_Stated goal A_. In the post on many-to-many relationships in Tabular, what Multidimensional concept was left out of Tabular?
_Stated goal B_. Say whether each statement agrees with the post on many-to-many relationships in Tabular: (i) the post covers three topics; (ii) bidirectional filtering is tied to SSAS Tabular 2016; (iii) the Unknown Member was left out of Tabular as low priority.
_Stated goal C_. Write the next part of the post on many-to-many relationships in Tabular, starting after its last sentence.

Analysis Services Tabular: Many-To-Many Relationships, Bridge Tables, and Blank Members
With bidirectional filtering in SQL Server Analysis Services (SSAS) Tabular 2016, it’s easier than ever to build many-to-many relationships into your model. But what are some ways to avoid trouble when building them? This post covers two topics: (1) a scenario that can cause Tabular to match completely unrelated groups across a many-to-many relationship, and (2) some strategies for automating your bridge tables (including where they might need some brains!). If you’re already comfortable with this topic, and just want to see some DAX, feel free to skip right to the calculated bridge tables.
Otherwise, let’s say you’ve built up your many-to-many relationship based on a bridge or relationship table someone generated in the database, and have measures based on one or both of the tables connected by the bridge. When looking at the results, you see that a number of the results appear to be duplicates, and some of the duplicated rows shouldn’t even be there! Having been in this situation myself, I took apart my model and found a surprising result: the unmatched members on both sides of my bridge were actually matching each other as a new, and blank, group.
How does this happen in Tabular? In Multidimensional there is a concept called the “Unknown Member”, which you can set some of the display properties for. However, as with some of the other controls from Multidimensional, this was specifically left out of Tabular as low priority.

_Dataset extract_.
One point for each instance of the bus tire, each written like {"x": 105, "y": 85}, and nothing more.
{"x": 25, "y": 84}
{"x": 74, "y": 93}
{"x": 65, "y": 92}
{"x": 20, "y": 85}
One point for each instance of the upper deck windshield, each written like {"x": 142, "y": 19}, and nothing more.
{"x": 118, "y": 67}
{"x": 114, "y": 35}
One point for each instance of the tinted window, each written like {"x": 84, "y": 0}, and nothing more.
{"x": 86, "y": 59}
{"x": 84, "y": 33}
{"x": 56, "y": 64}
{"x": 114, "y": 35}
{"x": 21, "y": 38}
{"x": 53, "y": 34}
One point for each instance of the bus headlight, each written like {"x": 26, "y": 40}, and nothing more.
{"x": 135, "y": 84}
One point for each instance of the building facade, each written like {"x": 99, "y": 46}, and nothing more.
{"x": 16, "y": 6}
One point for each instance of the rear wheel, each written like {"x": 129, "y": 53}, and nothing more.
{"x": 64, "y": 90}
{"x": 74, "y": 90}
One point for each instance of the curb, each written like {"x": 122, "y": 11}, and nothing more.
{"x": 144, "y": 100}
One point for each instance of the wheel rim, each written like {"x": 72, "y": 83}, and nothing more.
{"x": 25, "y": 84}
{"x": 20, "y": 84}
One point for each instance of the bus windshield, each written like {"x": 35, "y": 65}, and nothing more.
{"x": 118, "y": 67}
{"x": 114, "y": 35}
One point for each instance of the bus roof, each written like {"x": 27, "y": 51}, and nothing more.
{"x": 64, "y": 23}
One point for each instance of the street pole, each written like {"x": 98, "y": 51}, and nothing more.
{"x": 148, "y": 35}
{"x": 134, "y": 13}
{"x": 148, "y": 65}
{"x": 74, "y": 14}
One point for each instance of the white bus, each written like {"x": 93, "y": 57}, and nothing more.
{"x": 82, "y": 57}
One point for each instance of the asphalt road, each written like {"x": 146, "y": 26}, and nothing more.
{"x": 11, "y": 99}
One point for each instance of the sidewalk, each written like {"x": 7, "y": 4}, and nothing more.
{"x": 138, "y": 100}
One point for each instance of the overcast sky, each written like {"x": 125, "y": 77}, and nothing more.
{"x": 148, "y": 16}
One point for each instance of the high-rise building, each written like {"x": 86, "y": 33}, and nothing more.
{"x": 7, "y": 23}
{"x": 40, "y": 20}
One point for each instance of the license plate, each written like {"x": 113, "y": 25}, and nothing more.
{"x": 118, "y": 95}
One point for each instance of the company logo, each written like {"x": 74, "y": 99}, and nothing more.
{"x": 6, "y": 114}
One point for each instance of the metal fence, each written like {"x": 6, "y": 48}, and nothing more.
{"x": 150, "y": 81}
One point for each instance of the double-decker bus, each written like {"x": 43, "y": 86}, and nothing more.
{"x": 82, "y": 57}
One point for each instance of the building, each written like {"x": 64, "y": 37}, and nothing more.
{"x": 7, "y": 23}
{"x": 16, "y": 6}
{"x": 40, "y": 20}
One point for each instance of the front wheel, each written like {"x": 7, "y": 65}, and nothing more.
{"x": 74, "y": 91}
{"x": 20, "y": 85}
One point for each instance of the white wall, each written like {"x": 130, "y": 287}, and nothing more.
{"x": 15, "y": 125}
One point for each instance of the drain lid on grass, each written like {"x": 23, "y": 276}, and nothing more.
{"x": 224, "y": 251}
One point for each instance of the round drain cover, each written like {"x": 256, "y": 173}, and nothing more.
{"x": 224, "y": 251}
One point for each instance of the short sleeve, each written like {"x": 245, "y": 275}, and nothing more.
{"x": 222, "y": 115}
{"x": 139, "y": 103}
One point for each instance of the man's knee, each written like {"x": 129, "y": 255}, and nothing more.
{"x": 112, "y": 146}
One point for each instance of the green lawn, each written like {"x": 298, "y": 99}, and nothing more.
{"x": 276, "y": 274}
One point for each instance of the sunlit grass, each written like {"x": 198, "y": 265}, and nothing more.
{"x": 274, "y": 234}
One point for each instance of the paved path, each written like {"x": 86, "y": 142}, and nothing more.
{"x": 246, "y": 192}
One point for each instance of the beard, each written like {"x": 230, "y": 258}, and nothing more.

_Task result A_. The "Unknown Member," which was left out as low priority.

_Task result B_.
(i) No: "This post covers two topics"
(ii) Yes: "With bidirectional filtering in SQL Server Analysis Services (SSAS) Tabular 2016"
(iii) Yes: "this was specifically left out of Tabular as low priority."

_Task result C_.
This Unknown Member is generated whenever a relationship does not find a match for one end, and in Tabular is represented by a new BLANK() member. Since a column with BLANK() values cannot fill the “1” role in a 1-to-Many relationship, this creates a unique situation where your bridge table effectively has an imaginary BLANK() row by default, which matches everything from another table that does not otherwise have a match, including actual BLANK values. This can get complicated when one or more sides of the relationship have BLANK or unmatched values, as this means that the virtual BLANK in the bridge is legitimately joining multiple items.
Consider the following tables:
Figure 1. A small Tabular model diagram indicating our example table relationships. The relationships are bi-directionally filtered to support the Count measures.
|Item A||Value||Item B||Value|
Tables 1-3. The three Item tables, and their contents for this example. Both A and B include a “BLANK” item.
If we were to generate Pivot Tables in Excel from this model, we might see the following:
|Item A||Item B||Item A Count||Item B Count|
|F||1||1||Item A||Item A Count||Item B Count|
Tables 4-5. Example Pivot Table outputs from using Item A, Item B, and the two Item x Count measures.
There are three important cases within these tables:
- Matched by the A-Bridge relationship AND the B-Bridge relationship (B, C)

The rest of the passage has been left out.